GIVEN EXERCISE: Exactly as written, retype the listing below, omitting the pictures.

(Source records)
§
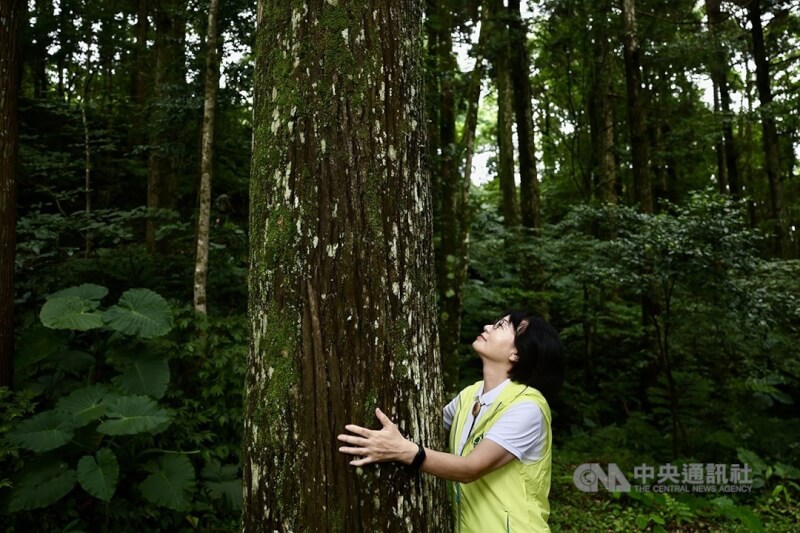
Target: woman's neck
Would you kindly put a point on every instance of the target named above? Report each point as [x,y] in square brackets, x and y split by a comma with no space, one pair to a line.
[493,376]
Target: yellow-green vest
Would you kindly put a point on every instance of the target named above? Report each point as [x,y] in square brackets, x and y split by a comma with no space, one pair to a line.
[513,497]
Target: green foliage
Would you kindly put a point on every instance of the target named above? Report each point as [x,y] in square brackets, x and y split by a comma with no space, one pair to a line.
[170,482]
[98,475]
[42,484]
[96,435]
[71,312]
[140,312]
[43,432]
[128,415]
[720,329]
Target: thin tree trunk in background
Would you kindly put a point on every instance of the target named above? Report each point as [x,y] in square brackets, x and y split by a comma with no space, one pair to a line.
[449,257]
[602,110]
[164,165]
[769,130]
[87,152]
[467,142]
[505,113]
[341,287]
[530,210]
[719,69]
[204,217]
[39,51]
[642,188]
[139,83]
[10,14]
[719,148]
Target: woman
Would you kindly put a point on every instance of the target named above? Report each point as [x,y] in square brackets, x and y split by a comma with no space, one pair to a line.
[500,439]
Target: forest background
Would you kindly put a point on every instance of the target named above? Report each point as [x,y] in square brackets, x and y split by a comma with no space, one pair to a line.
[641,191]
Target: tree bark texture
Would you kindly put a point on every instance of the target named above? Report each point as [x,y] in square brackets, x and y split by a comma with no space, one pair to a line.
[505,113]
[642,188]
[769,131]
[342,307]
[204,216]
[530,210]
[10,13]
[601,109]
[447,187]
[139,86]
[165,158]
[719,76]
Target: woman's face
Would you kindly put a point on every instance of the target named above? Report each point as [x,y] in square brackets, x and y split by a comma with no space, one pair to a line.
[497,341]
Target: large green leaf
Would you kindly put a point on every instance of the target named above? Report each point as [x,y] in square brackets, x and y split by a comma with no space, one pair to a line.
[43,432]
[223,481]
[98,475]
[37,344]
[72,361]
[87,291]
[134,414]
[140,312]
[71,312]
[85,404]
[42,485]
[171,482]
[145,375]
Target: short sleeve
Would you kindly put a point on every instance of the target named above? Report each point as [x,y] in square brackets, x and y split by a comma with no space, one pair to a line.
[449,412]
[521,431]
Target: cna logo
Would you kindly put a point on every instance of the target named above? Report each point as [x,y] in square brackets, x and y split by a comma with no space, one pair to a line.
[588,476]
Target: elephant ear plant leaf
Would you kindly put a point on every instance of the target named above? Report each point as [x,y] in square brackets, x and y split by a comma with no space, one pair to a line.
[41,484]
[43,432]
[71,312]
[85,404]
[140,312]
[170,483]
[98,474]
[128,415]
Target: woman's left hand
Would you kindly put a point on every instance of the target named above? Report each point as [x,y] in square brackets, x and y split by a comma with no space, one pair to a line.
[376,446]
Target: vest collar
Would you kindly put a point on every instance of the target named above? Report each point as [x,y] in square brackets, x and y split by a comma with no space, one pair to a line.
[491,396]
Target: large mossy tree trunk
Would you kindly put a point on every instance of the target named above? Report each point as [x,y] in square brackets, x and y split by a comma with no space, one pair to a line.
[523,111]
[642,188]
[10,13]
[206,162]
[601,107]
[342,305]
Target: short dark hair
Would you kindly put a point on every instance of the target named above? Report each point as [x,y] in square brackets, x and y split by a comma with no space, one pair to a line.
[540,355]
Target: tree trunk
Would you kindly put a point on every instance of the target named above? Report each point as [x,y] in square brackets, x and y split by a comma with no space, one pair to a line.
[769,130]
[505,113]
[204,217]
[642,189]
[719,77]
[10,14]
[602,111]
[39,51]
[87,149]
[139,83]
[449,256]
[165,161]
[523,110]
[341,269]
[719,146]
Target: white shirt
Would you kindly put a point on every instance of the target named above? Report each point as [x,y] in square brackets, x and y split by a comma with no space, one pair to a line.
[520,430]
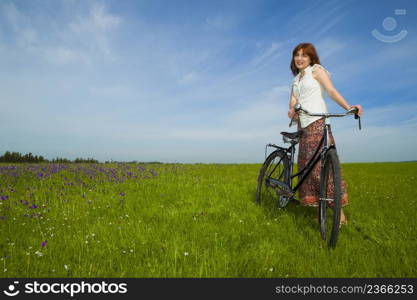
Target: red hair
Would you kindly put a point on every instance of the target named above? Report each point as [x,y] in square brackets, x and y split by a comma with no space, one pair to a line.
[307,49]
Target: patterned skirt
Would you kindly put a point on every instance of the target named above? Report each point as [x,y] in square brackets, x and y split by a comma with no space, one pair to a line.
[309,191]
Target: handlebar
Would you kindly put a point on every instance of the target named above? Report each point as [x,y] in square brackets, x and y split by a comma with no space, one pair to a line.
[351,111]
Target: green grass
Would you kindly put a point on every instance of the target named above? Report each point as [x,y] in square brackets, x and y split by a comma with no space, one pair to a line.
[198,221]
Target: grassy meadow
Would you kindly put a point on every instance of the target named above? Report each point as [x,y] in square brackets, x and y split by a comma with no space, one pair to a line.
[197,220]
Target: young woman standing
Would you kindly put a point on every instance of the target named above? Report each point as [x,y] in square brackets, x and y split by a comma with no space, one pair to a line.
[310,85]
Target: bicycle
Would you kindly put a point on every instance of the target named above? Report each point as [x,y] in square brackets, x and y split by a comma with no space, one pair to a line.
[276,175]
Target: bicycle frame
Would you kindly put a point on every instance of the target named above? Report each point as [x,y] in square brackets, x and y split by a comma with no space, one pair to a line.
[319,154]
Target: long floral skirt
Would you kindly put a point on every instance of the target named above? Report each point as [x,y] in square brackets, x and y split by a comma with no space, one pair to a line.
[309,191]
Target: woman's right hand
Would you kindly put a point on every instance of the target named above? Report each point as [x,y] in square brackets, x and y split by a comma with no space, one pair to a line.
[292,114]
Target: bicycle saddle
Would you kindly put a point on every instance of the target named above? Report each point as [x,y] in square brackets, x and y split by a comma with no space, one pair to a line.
§
EXERCISE OUTPUT:
Target: woman's neck
Would you kindly put a point on every instance of the target named above? Report each point as [x,y] in square brackets, x and y split by a comma with no space, one pair to a line.
[493,376]
Target: yellow-green vest
Would you kindly put a point on every instance of the target named above? Report each point as [x,y] in square brackets, x and y split by a comma with no space, one pair to a line.
[513,497]
Target: green foliage
Would you kindly put a point on every instance of the target named above? Report each point as [x,y] in square brackets, x and y split by a comma with no space, one pair to a line.
[170,482]
[98,475]
[42,484]
[96,435]
[71,312]
[140,312]
[43,432]
[128,415]
[720,329]
Target: thin tree trunk in background
Would you kindly put a point on every instance of the target named above? Report each point as [x,y] in square brackets, x and y split by a comma with no space, one pair to a line.
[449,257]
[602,110]
[164,165]
[769,130]
[87,152]
[467,142]
[505,113]
[341,287]
[530,210]
[719,69]
[204,217]
[39,51]
[642,188]
[139,83]
[10,14]
[719,148]
Target: woman
Would you kindly put a point on every instance of the target named above? Report each point as [x,y] in square brackets, x and y split by a comma with no space, one pair to a line.
[500,439]
Target: forest background
Would you kindly put a point on every instance of the target named above? Report each point as [x,y] in square brackets, x and y split by a comma with no space, one pair to a line.
[641,191]
Target: tree bark texture
Would you kindly put a point on every instance of the target named above? Report each point as [x,y] in square brackets, x and y split by a comma with no space, one pair to a line.
[505,113]
[642,188]
[769,131]
[342,307]
[204,216]
[530,210]
[10,13]
[601,109]
[447,187]
[139,86]
[165,158]
[719,76]
Target: woman's face
Would you kindly put a point on every instance of the target named above? Report each point as [x,y] in square brackets, x and y split by a comma with no space, one pair to a line.
[497,341]
Target: large green leaf
Would you kindly put a point on every instance of the target named above? Report each point as [x,y] in square brackets, x and y split by a comma with no space, one pair to a line.
[43,432]
[223,481]
[98,475]
[37,344]
[72,361]
[87,291]
[134,414]
[140,312]
[71,312]
[85,404]
[42,485]
[171,482]
[145,375]
Target: short sleeve
Would you kindly put a point on every instance of the target named above? Report each point as [x,y] in square brackets, x and y split by a comma with no space, one pair to a line.
[449,412]
[521,431]
Target: cna logo
Would you kindly put a point on every instance of the target named above? Report each point as [x,y] in square brackets, x and y split by a comma with no space, one pair to a line.
[588,476]
Target: elephant ear plant leaf
Would you kindly put a point on every instance of the target named above? Report each point as [x,y] in square brackets, x and y split by a comma with no space, one pair to a line.
[41,484]
[43,432]
[71,312]
[85,404]
[140,312]
[170,483]
[98,474]
[128,415]
Target: woman's left hand
Would you kindly put a point on every instance of the target named above? Report each point as [x,y] in square brackets, x and y split by a comma with no space, one pair to a line.
[376,446]
Target: vest collar
Would you kindly put a point on every instance of the target named above? Report each point as [x,y] in square brackets, x and y split by a comma with no space, one pair to a line.
[491,396]
Target: large mossy tree trunk
Would you kindly put a point on every instance of the target named above? Report each point as [x,y] in square brackets, x and y split by a comma with no space, one pair to a line.
[523,111]
[642,188]
[10,13]
[206,162]
[601,107]
[342,305]
Target: short dark hair
Would you kindly put a point on every instance of the target named above? Report each point as [x,y] in square brackets, x and y split by a comma with no space, one pair to a line.
[540,355]
Target: tree trunk
Would you kindly put a point on every instance of the target named above? Report each point as [x,y] in square brackets, x and y split by a comma with no space, one pair to a line.
[769,130]
[505,113]
[204,217]
[642,189]
[719,77]
[10,14]
[602,111]
[39,51]
[87,149]
[139,83]
[449,256]
[165,161]
[523,110]
[341,269]
[719,146]
Target: white shirt
Would you kindly put a point on every instance of the target named above? Report each point as [x,y] in square brackets, x and y split by a comma with no space, one pair to a line.
[520,430]
Target: red hair
Would you kindly put a point on every instance of the target named above? Report each point as [x,y] in square brackets, x and y split by a comma with no space, one pair to a line.
[307,49]
Target: patterned skirt
Would you kindly put a point on every instance of the target named above? Report each point as [x,y] in square brackets, x and y split by a comma with no space, one pair to a line.
[309,191]
Target: handlebar
Would you kindly put a point on every instance of the target named above? Report each point as [x,y] in square brackets, x and y split by a comma with no space, one pair to a line.
[351,111]
Target: green grass
Would you kindly put a point on every instance of the target named above? Report each point as [x,y] in square brackets, x and y split by a comma with no space, one pair to a line.
[198,221]
Target: grassy meadow
Would you kindly put a point on every instance of the target named above? Report each point as [x,y] in square brackets, x and y split by a comma with no space, one pair to a line.
[197,220]
Target: young woman standing
Would you kindly put a point on every instance of the target named above? Report each point as [x,y] in square brackets, x and y split by a comma with no space, one pair to a line.
[310,85]
Target: bicycle
Would you kindly put a point on every instance of the target named above? Report each point as [x,y] in square brackets, x and y split by a comma with no space, one pair to a line.
[276,175]
Target: bicycle frame
Would you kindly put a point on every instance of the target named above? Report each point as [x,y] in square brackets, x and y split by a comma with no space, one pair to a line.
[319,154]
Target: long floral skirt
Would you kindly put a point on every instance of the target named above? Report each point as [x,y] in square brackets, x and y split by a comma with no space, one pair to a line.
[309,191]
Target: woman's right hand
Would you kindly put a point on every instance of the target named above? Report each point as [x,y] in square brackets, x and y split by a comma with no space, one pair to a line.
[292,114]
Target: bicycle saddle
Would you kindly put a point on every instance of the target named above? Report each point as [x,y] in square brackets, x and y split by a comma with no space, one pair to a line.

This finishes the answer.